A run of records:
* Begin *
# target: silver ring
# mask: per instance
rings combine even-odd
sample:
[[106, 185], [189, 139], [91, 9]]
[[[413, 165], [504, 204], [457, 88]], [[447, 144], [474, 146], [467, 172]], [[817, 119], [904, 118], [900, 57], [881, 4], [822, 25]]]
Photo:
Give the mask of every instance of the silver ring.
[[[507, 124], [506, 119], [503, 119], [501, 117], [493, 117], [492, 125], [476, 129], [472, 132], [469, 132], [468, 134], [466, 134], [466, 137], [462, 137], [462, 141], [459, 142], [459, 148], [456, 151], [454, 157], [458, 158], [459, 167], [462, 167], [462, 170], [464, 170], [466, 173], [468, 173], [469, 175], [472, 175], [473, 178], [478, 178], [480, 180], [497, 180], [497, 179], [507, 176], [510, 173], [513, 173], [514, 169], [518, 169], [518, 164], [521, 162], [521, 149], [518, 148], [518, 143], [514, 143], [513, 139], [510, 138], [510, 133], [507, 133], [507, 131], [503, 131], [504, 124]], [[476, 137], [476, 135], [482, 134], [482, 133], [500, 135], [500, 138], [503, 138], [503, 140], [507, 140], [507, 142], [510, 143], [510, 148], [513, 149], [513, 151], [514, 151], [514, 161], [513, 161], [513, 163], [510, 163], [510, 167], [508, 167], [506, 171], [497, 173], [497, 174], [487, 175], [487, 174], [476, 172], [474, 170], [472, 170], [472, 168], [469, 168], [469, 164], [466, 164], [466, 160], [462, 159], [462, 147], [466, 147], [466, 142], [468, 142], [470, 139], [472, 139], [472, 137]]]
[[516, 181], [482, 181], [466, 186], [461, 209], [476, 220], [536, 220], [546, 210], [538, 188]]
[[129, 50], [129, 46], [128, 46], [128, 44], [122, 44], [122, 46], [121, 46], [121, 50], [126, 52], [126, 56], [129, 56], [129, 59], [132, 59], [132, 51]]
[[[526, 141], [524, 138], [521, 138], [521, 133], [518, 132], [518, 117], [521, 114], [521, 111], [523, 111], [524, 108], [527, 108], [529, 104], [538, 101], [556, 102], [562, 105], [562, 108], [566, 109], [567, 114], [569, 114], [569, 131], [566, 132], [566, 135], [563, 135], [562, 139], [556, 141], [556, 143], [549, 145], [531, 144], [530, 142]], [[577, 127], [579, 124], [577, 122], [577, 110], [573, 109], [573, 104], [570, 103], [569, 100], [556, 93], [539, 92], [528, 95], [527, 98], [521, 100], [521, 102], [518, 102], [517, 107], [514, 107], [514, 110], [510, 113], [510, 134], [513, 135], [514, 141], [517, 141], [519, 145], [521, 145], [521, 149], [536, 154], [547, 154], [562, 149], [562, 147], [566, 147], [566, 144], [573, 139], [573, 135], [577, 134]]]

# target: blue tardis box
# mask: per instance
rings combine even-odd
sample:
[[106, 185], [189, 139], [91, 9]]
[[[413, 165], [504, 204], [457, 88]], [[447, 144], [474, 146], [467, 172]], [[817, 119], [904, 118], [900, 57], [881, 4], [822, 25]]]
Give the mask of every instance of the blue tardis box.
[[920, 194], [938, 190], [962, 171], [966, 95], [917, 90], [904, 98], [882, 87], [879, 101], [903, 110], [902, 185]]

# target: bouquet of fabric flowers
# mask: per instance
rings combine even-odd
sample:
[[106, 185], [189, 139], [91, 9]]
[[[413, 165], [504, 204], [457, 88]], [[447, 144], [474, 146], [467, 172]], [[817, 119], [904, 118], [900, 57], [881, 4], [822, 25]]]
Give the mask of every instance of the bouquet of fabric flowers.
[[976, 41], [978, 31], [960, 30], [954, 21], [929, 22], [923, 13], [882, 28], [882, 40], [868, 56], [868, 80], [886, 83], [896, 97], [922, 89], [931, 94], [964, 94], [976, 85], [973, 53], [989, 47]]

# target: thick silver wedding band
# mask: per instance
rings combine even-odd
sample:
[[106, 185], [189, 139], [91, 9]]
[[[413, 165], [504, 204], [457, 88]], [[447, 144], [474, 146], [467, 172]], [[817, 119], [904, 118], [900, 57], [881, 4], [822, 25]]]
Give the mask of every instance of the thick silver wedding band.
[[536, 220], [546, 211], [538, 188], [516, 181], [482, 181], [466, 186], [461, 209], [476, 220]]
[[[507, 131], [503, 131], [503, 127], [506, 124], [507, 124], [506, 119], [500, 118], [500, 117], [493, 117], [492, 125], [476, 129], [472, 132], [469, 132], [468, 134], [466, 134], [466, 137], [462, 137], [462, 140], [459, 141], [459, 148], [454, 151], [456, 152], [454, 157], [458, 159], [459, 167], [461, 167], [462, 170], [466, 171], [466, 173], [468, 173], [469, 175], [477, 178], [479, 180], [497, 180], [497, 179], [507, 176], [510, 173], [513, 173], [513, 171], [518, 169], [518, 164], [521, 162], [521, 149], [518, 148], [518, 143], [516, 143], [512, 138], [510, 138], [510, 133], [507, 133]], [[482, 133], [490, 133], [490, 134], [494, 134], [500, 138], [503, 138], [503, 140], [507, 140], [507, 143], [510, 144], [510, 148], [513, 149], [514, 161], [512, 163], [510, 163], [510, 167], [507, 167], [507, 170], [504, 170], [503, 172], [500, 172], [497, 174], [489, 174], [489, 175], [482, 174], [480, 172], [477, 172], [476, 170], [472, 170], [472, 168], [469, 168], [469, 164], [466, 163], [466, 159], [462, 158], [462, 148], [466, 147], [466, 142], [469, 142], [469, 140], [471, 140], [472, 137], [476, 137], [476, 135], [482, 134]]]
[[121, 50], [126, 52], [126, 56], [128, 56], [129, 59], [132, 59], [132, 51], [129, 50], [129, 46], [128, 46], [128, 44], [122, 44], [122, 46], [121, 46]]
* End *
Task goal:
Retype the lines above word for word, from the first line through the last.

Response to this exercise:
# target: silver ring
# mask: per instance
rings combine even-odd
sample:
[[106, 185], [189, 139], [91, 9]]
[[[413, 165], [504, 204], [457, 88]], [[447, 144], [474, 146], [467, 172]], [[817, 119], [904, 118], [900, 57], [881, 4], [822, 25]]]
Photo:
Give the mask of every instance of the silver ring.
[[[507, 124], [506, 119], [503, 119], [501, 117], [493, 117], [492, 125], [476, 129], [472, 132], [469, 132], [468, 134], [466, 134], [466, 137], [462, 137], [462, 141], [459, 142], [459, 148], [456, 151], [454, 157], [458, 158], [459, 167], [462, 167], [462, 170], [464, 170], [466, 173], [468, 173], [469, 175], [472, 175], [473, 178], [478, 178], [480, 180], [497, 180], [497, 179], [507, 176], [510, 173], [513, 173], [514, 169], [518, 169], [518, 164], [521, 162], [521, 149], [518, 148], [518, 143], [514, 143], [513, 139], [510, 138], [510, 133], [507, 133], [507, 131], [503, 131], [504, 124]], [[476, 137], [476, 135], [482, 134], [482, 133], [500, 135], [500, 138], [503, 138], [503, 140], [507, 140], [507, 142], [510, 143], [510, 148], [513, 149], [513, 151], [514, 151], [514, 161], [513, 161], [513, 163], [510, 163], [510, 167], [508, 167], [506, 171], [497, 173], [497, 174], [487, 175], [487, 174], [476, 172], [474, 170], [472, 170], [472, 168], [469, 168], [469, 164], [466, 164], [466, 160], [462, 159], [462, 147], [466, 147], [466, 142], [468, 142], [470, 139], [472, 139], [472, 137]]]
[[516, 181], [482, 181], [466, 186], [461, 209], [476, 220], [536, 220], [546, 210], [538, 188]]
[[129, 50], [129, 46], [128, 46], [128, 44], [122, 44], [122, 46], [121, 46], [121, 50], [126, 52], [126, 56], [129, 56], [129, 59], [132, 59], [132, 51]]
[[[526, 141], [524, 138], [521, 138], [521, 133], [518, 132], [518, 117], [521, 114], [521, 111], [523, 111], [524, 108], [527, 108], [529, 104], [538, 101], [556, 102], [562, 105], [562, 108], [566, 109], [567, 114], [569, 114], [569, 131], [566, 132], [566, 135], [563, 135], [562, 139], [556, 141], [556, 143], [549, 145], [531, 144], [530, 142]], [[577, 127], [579, 124], [577, 122], [577, 110], [573, 109], [573, 104], [570, 103], [569, 100], [556, 93], [539, 92], [528, 95], [527, 98], [521, 100], [521, 102], [518, 102], [517, 107], [514, 107], [514, 110], [510, 113], [510, 134], [513, 135], [514, 141], [517, 141], [519, 145], [521, 145], [521, 149], [536, 154], [547, 154], [562, 149], [562, 147], [566, 147], [566, 144], [573, 139], [573, 135], [577, 134]]]

# target: blue tardis box
# mask: per instance
rings combine even-odd
sample:
[[106, 185], [189, 139], [91, 9]]
[[[413, 165], [504, 204], [457, 88]], [[447, 144], [474, 146], [467, 172]], [[817, 119], [904, 118], [900, 57], [881, 4], [822, 25]]]
Give the mask of every instance of the blue tardis box.
[[920, 194], [938, 190], [962, 171], [966, 95], [917, 90], [904, 98], [882, 87], [879, 101], [903, 110], [902, 185]]

# target: bouquet of fabric flowers
# mask: per instance
rings combine even-odd
sample:
[[106, 185], [189, 139], [91, 9]]
[[[413, 165], [504, 204], [457, 88]], [[447, 144], [474, 146], [467, 172]], [[817, 119], [904, 118], [900, 57], [881, 4], [822, 25]]]
Give the mask of every instance of the bouquet of fabric flowers.
[[976, 41], [978, 31], [960, 30], [954, 21], [929, 22], [923, 13], [882, 28], [882, 40], [868, 56], [868, 80], [886, 83], [896, 97], [922, 89], [931, 94], [964, 94], [976, 85], [973, 53], [989, 47]]

# target: thick silver wedding band
# mask: per instance
rings combine even-odd
sample:
[[106, 185], [189, 139], [91, 9]]
[[[413, 165], [504, 204], [457, 88]], [[447, 144], [474, 146], [467, 172]], [[817, 119], [904, 118], [900, 57], [881, 4], [822, 25]]]
Give the mask of every instance of the thick silver wedding band.
[[536, 220], [546, 211], [538, 188], [516, 181], [482, 181], [466, 186], [461, 209], [476, 220]]
[[[507, 131], [503, 131], [503, 127], [506, 124], [507, 124], [506, 119], [500, 118], [500, 117], [493, 117], [492, 125], [476, 129], [472, 132], [469, 132], [468, 134], [466, 134], [466, 137], [462, 137], [462, 140], [459, 141], [459, 148], [454, 151], [456, 152], [454, 157], [458, 159], [459, 167], [461, 167], [462, 170], [466, 171], [466, 173], [468, 173], [469, 175], [477, 178], [479, 180], [497, 180], [497, 179], [507, 176], [510, 173], [513, 173], [513, 171], [518, 169], [518, 164], [521, 162], [521, 149], [518, 148], [518, 143], [516, 143], [512, 138], [510, 138], [510, 133], [507, 133]], [[482, 133], [490, 133], [490, 134], [494, 134], [500, 138], [503, 138], [503, 140], [507, 140], [507, 143], [510, 144], [510, 148], [513, 149], [514, 161], [512, 163], [510, 163], [510, 167], [507, 167], [507, 170], [504, 170], [503, 172], [500, 172], [497, 174], [489, 174], [489, 175], [482, 174], [480, 172], [477, 172], [476, 170], [472, 170], [472, 168], [469, 168], [469, 164], [466, 163], [466, 159], [462, 158], [462, 148], [466, 147], [466, 142], [469, 142], [469, 140], [471, 140], [472, 137], [476, 137], [476, 135], [482, 134]]]
[[121, 50], [126, 52], [126, 56], [128, 56], [129, 59], [132, 59], [132, 51], [129, 50], [129, 46], [128, 46], [128, 44], [122, 44], [122, 46], [121, 46]]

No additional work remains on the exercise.